**本文**
= = = = = = =

平成13年第1回臨時会(自516日 至521 日)

世田谷区議会会議録

2001年5月21日 監査委員選任への質疑・反対討論、監査委員挨拶


○山内彰 議長 これより追加日程第一を上程いたします。


   〔河上次長朗読〕


△追加日程第一 同意第一号 世田谷区監査委員選任の同意


○山内彰 議長 木村幸雄議員には、除斥の規定により、しばらくの間退場を求めます。
   〔二番木村幸雄議員退場〕


○山内彰 議長 本件に関し、提案理由の説明を求めます。大場区長。
   〔大場区長登壇〕


◎大場 区長 ただいま上程になりました同意第一号「世田谷区監査委員選任の同意」についてご説明申し上げます。
 本件は、議員選出監査委員の鈴木昌二委員から辞職願が五月十七日に提出され、これを受理し、欠員となっておりますので、新たに議員選出監査委員として世田谷区上野毛一丁目十四番七号木村幸雄氏を選任いたしたく、地方自治法第百九十六条第一項の規定に基づき、ご提案申し上げた次第でございます。
 何とぞ慎重にご審議の上、ご同意賜りますようお願い申し上げます。


○山内彰 議長 以上で提案理由の説明は終わりました。
 これより提案理由に対する質疑に入ります。
 なお、質疑についての発言は、議事の都合により答弁も含めて十分以内といたします。
 発言通告に基づき、発言を許します。
 五番木下泰之議員。


◆五番(木下泰之 議員) 今、監査委員の選任についての提案があったわけですけれども、新しい監査委員を選ぶに当たっては監査委員の欠員に伴う後任者の選出ということであります。欠員が生じたこと自体に非常に疑義がございますので、先任の鈴木委員の辞任についてお伺いいたします。

 鈴木監査委員の辞任はいかなる理由によるものかという問いでございます。自治法百九十八条には「監査委員は、退職しようとするときは、普通地方公共団体の長の承認を得なければならない。」としております。

= = = = = = =

**要件**
会議録の「本件は、議員選出監査委員の鈴」から「何とぞ慎重にご審議の上、ご同意賜りますようお願い申し上げます。」までを、一字も変えずに書き写してください。

**提供データ**
= = = = = = =

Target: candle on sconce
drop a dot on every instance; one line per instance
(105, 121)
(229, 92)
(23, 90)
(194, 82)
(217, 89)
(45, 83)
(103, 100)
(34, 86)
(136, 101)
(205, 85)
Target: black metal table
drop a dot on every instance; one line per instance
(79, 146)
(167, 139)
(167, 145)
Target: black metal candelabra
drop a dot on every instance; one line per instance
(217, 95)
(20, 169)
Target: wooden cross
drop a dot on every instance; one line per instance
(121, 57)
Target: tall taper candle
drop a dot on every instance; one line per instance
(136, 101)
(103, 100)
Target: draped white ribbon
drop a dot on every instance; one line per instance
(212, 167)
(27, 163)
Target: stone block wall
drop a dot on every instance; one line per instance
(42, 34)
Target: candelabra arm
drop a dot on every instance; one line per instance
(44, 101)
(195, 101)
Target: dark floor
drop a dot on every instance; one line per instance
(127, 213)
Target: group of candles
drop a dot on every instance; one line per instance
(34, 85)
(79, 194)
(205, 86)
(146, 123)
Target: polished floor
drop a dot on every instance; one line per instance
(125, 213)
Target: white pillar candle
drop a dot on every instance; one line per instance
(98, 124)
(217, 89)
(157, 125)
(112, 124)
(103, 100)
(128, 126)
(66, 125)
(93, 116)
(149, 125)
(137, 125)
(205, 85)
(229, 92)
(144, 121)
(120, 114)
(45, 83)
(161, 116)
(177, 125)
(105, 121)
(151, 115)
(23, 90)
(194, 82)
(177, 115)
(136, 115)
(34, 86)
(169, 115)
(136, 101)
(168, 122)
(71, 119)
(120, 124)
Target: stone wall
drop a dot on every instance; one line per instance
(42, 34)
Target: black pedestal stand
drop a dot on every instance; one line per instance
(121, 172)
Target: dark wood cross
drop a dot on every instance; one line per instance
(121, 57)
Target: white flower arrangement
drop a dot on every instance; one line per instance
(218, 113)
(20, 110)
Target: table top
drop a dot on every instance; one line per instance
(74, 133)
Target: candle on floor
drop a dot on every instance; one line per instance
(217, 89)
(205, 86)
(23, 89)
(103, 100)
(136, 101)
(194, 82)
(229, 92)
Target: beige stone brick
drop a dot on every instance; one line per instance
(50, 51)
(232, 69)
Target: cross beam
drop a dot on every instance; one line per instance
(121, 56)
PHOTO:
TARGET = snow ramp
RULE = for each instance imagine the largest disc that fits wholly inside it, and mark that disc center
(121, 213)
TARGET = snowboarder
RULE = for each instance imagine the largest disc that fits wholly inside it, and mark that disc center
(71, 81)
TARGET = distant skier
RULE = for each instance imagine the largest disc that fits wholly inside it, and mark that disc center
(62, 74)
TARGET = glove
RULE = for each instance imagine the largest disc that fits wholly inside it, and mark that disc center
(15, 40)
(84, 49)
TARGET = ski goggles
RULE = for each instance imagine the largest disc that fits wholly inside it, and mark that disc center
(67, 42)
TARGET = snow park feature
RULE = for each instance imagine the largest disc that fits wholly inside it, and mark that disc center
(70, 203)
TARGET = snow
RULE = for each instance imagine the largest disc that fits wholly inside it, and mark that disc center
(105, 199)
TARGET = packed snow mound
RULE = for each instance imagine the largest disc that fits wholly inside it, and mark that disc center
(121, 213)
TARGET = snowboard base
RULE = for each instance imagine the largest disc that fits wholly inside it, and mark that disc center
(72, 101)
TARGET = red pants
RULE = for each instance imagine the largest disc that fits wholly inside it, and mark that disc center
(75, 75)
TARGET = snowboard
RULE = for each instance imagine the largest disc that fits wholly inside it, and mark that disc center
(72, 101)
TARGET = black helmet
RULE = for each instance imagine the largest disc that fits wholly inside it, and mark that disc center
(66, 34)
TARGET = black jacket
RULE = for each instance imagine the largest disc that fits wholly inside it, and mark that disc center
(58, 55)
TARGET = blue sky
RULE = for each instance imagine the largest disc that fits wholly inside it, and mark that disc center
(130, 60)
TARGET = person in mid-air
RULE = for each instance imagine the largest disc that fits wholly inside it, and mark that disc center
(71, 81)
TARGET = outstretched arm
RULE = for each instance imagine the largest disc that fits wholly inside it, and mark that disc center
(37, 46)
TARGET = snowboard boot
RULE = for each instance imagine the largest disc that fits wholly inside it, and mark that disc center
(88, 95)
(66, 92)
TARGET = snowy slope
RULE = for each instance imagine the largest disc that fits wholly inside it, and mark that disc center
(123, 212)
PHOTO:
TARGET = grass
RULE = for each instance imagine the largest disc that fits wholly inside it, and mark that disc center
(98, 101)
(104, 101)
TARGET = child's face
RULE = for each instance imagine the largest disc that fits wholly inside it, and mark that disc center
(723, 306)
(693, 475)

= = = = = = =

**作業結果**
本件は、議員選出監査委員の鈴木昌二委員から辞職願が五月十七日に提出され、これを受理し、欠員となっておりますので、新たに議員選出監査委員として世田谷区上野毛一丁目十四番七号木村幸雄氏を選任いたしたく、地方自治法第百九十六条第一項の規定に基づき、ご提案申し上げた次第でございます。
 何とぞ慎重にご審議の上、ご同意賜りますようお願い申し上げます。